--- Task goal ---
Return each record verbatim, images excluded.

--- Excerpted records ---
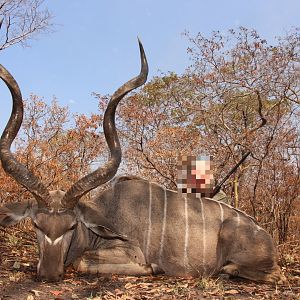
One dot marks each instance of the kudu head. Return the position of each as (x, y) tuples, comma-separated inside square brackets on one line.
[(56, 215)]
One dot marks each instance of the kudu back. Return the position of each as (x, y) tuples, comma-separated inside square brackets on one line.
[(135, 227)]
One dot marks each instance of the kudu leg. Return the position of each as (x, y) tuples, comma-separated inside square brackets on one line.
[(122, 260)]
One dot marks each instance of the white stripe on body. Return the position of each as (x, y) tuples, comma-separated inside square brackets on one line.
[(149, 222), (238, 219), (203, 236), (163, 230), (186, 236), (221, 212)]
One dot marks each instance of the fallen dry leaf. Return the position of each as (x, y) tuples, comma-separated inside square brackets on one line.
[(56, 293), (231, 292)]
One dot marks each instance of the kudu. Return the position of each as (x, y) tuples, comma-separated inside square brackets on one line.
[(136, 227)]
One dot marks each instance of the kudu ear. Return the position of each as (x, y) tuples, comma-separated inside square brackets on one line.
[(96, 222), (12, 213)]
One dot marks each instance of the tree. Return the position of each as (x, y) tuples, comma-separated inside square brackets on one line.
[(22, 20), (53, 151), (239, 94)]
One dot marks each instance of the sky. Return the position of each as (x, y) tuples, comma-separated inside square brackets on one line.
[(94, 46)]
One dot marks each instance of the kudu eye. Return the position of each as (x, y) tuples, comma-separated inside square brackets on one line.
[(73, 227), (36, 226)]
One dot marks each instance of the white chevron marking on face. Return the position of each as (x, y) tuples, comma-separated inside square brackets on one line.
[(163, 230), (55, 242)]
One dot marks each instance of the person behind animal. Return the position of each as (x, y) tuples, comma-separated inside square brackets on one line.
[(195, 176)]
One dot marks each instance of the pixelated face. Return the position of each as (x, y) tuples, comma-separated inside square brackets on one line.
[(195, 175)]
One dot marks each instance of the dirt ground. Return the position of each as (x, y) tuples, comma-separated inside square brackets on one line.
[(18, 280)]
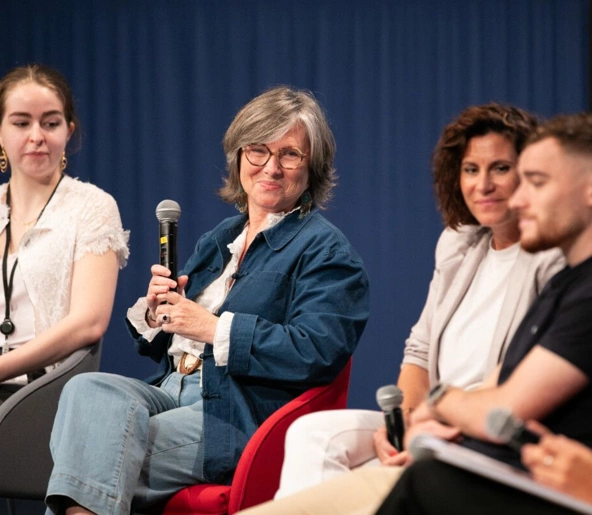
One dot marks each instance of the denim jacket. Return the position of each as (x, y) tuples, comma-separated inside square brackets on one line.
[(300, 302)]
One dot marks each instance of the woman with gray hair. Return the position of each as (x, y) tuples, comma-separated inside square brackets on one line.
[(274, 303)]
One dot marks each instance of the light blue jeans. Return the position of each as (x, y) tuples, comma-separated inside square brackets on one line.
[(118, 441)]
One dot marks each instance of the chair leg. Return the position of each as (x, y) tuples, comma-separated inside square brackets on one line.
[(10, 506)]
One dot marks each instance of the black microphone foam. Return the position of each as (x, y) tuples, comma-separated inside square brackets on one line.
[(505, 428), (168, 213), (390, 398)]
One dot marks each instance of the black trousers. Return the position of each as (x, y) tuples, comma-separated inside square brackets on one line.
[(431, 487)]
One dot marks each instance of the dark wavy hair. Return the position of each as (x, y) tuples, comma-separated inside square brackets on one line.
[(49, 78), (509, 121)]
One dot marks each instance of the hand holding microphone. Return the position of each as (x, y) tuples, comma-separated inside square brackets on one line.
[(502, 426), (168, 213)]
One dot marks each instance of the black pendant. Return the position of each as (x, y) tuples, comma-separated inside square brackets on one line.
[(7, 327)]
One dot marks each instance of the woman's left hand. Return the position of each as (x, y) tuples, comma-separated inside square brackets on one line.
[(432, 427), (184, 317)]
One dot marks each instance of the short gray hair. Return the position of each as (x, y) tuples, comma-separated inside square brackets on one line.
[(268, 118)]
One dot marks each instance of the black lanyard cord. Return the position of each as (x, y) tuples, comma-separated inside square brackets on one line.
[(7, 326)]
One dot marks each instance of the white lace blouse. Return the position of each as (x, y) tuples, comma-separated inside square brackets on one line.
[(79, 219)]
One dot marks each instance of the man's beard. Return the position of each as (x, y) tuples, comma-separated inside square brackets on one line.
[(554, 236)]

--- Result for this task ---
One dot marks each instance of the kudu head. Return the position of each as (x, y) tuples, comma-separated inside square brackets on one line.
[(56, 215)]
One dot marks each instance of the kudu back. Return the position of each as (x, y) tuples, comma-separated inside square brackets on one line.
[(135, 227)]
One dot marks each instance of the kudu leg. Return the position of each as (x, y) tuples, comma-separated inside square brackets on one line.
[(122, 260)]
One dot marks each instance of the white stripe on body. Return the position of each as (x, y) tuples, comma-separated inside square brackets on one line.
[(149, 222), (238, 219), (203, 236), (163, 230), (186, 236), (221, 212)]
One dot marks each instance of the fallen dry leaf. Return the position of each as (x, y) tuples, comma-separated inside square brackets on one line.
[(56, 293), (231, 292)]
One dot marks each instance of the kudu. Return the position of each as (x, y) tuples, comma-separated inside square brackets on one line.
[(136, 227)]
One dot marks each instance of the kudu ear. Return the position of each as (x, y) tuples, comma-separated inside square brackets on one line.
[(96, 222), (12, 213)]
One dot marks each instance of the tree. Return the position of each as (x, y) tuples, comma-separated inside square brackets on one line.
[(22, 20), (53, 151), (239, 94)]
One dot marks each instance of the sky. Return the position of each as (x, y) tuples, comma-separated inside square brackets on one line.
[(94, 46)]
One dot marks each instance of the kudu eye. Return the position of each as (x, y) tuples, comma-separated inside square brackets on one line.
[(73, 227), (36, 226)]
One dot marks each instance of the white chevron marking on face. Return the position of each as (x, y) tuples, comma-separated inside square brackets on one line.
[(163, 230), (55, 242)]
One dot marks each instance of the person behind animal. Return the position of each as (x, y) tuples, comma-separated inside square brackets on one line.
[(195, 176)]
One dot marks each instance of the pixelated face. Return the position of each as (x, y) tuples, comma-separated inside square brackets on one line.
[(195, 175)]
One dot marks each instance of the dirt ground. Return the position of each as (x, y) tuples, comma-separated inside square brackets on one line.
[(18, 280)]
One dot marks each instance of the denim jacket. Return the position of each as (x, y) tuples, comma-separated inside square brackets on one line.
[(300, 302)]
One dot marks each instance of the woman with gray hair. Return the position of each as (x, y) tuples, comma-separated inside square brackets on one line.
[(274, 303)]
One dot marks each instance of the light blue jeans. Return the position of each as (x, y) tuples, comma-separated inside square brackets on one line.
[(118, 441)]
One dot marks each instance of the chair leg. Return the position of each as (x, y) tuples, comma-separated inside square brackets on one line.
[(10, 506)]
One dot marks each instance of the black microphone foam. Return the position of each as (x, y) tuples, comma-separated inside square brackets on one line.
[(505, 428), (168, 213), (390, 398)]
One dot marks each instance of the black trousers. Return the position of each as (x, y) tuples, comma-separated inside square brackets on one line.
[(431, 487)]
One dot marks each instance of the dark wavy hair. Return the position of each as (x, y) tuples, comma-separated inside square brackets on one line.
[(49, 78), (509, 121)]
One dot marks each instance of the hand holding microphone. Return the position of each as (x, y) tuples, comma-separated inside square brackets on one line.
[(502, 426), (168, 213)]
One dot marks each instance of the black pendant. Return the position of each as (x, y) tuples, comma-separated inside square brackets on one line.
[(7, 327)]
One dot marks each instance of the woman's left hand. Return the position of each as (x, y) tuples, comma-separated inside square brackets on one line.
[(432, 427), (184, 317)]
One dot marks each instance of the short gray hair. Return the position of each as (x, y) tuples, comma-separated inside square brackets on one line.
[(268, 118)]
One dot marks each instance of the black lanyard cord. Return the position of each as (x, y) tuples, comma-separated inside square brackets on one line.
[(7, 326)]
One dot marks each instance of the white lace blouse. Return the position of each as (x, y) tuples, comma-separated inside square brackets on one line.
[(79, 219)]
One dot marks each instance of the man's beard. Return the position of each as (x, y) tuples, comma-separated inside square brackets on one line.
[(554, 236)]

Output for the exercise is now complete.